# Aim of the exercise
Rewrite the lines from the one with "of the reflection" up to and including the one with "[[571, 237]]", replacing "canal water" with "river water" and changing nothing else.

# Records to use
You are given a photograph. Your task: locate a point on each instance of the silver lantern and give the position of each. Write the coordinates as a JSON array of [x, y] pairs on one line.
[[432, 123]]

--

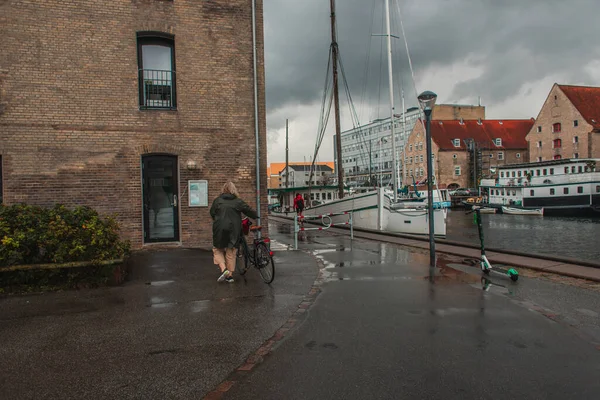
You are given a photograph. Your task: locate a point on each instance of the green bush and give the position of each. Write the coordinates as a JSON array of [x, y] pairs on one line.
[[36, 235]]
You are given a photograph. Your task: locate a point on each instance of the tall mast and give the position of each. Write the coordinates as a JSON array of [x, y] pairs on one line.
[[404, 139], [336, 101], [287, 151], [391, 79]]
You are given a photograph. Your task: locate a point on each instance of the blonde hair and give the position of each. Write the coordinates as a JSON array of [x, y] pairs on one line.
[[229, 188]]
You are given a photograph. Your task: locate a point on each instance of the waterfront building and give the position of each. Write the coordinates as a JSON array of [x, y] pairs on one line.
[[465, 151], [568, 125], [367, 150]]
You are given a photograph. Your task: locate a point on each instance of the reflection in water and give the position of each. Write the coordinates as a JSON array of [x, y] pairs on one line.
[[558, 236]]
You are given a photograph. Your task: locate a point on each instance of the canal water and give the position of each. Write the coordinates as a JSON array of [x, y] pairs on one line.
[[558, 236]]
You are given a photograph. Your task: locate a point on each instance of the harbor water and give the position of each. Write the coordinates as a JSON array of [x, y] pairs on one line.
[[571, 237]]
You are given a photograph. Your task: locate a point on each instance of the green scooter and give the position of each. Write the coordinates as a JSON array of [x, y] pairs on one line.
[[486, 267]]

# Final answer
You are given a photograph. Your task: locate a point on each instance of the reflection in water and give the position of each. Write the coordinates as a JSON array of [x, y] pairs on one line.
[[558, 236]]
You are given a photograph. Your task: locate a point on each instance of the river water and give the position of each. Write the coordinates as a JSON array of [x, y] pairs on one line.
[[558, 236]]
You are given a photograph. Your task: locate a point on each instance of the harbor water and give the position of each. Write the coordinates as a JSON array of [x, y] pairs on one line.
[[571, 237]]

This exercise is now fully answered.